• _Texto_
11:15 p.m.
Estoy afuera de un hospital privado, sentado en una banca de madera. Media hora me ha bastado para observar muchas cosas, cotidianas, extrañas, sencillas, que por alguna razón fueron tomando una fuerte carga espiritual dentro de mi.
Un perro se acerca para jugar conmigo entorno a un pedazo de pan que se encontró por allí, simpático juego de un animal para tomar confianza conmigo.
Una señorita se sienta cerca de mí en la banca, involuntariamente escucho que llama a su trabajo excusándose porque llegará tarde, pues acaba de salir de la consulta y el cielo deja caer una fuerte tormenta, extraña lluvia de verano, es como cuando uno siente triste y de repente estamos llorando inconsolablemente.
Sin miedo a enfermarse, frente al hospital una persona hurgando en la basura busca que comer, si llegara a ingerir algo peligroso, quizá moriría, porque es seguro que a este hospital no podría entrar, pues no tiene para pagar. Tan cerca y tan lejos la cura.

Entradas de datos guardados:

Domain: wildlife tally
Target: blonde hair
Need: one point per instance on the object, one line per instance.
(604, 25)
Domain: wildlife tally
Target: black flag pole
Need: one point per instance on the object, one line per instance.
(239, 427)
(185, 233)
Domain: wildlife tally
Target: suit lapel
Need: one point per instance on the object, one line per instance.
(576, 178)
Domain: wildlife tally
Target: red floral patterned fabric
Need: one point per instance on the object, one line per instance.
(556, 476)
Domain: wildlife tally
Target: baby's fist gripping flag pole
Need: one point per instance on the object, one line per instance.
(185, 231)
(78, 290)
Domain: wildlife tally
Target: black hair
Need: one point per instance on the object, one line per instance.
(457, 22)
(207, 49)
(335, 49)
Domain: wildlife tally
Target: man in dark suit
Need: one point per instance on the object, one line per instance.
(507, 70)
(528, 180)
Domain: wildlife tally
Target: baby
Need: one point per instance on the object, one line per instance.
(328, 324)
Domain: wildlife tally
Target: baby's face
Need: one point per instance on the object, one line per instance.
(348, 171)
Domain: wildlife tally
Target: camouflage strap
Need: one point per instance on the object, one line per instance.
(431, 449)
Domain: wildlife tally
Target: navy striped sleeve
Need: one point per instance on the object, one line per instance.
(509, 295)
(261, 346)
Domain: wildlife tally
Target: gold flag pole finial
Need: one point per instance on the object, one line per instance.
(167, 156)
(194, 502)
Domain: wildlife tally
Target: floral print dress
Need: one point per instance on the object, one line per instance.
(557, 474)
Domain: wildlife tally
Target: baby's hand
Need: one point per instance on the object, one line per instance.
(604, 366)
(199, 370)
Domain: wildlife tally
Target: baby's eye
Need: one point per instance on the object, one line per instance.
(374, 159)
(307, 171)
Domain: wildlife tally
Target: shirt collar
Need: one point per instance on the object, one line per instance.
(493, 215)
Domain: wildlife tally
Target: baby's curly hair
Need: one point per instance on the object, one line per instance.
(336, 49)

• _Tarea 1_
Según el texto sobre la noche frente al hospital, ¿en qué está sentada la persona que narra y dónde?
• _Tarea 2_
Reescribe de forma más breve el párrafo del texto sobre la noche frente al hospital que empieza con "Una señorita se sienta cerca de mí", conservando sus datos principales.
• _Tarea 3_
Continúa el texto sobre la noche frente al hospital a partir de su última oración.

• _Respuesta 1_
En una banca de madera afuera de un hospital privado.

• _Respuesta 2_
Una señorita se sienta en la banca y llama a su trabajo para disculparse porque llegará tarde: acaba de salir de la consulta y cae una fuerte tormenta de verano, repentina como el llanto inconsolable que llega con la tristeza.

• _Respuesta 3_
Irónico momento porque veo a un indigente que podría morir por falta de dinero para pagar la atención médica, a otro que murió pese a que pagó por ser atendido y ahora viaja solo en la limusina de la funeraria, solitario, en silencio sepulcral, pero un fuerte mensaje queda en el aire, el dinero no compra la vida.
De repente la zona se volvió una especie de fiesta, dos chicos juegan bajo la lluvia en sus bicicletas, de un microbús bajan varios empleados que entran al turno de media noche, otros salen de su turno y abordan el mismo vehículo que los llevará a sus casas a dormir aunque sea unas horas, pero arropados en la paz de sus hogares. Mientras una ambulancia que salió dando alaridos de emergencia se pierde en las solitarias y oscuras calles de la ciudad que descansa del bullicio cotidiano.
El hombre que hurgaba la basura se retira, posiblemente encontró algo porque en sus manos lleva una bolsa y el perro corre alegremente de un lado para otro, mojandose, mientras sigue jugando con el pedazo de pan y haciéndole pequeñas mordidas.
Un hombre de mediana edad pasa frente a mí me saluda cordialmente deseándome una feliz noche, pero por las fachas en que anda es una señal de que el efecto del alcohol está en su cuerpo. También a mi me ha hecho efecto el medicamente para el dolor de cabeza ya me siento mejor.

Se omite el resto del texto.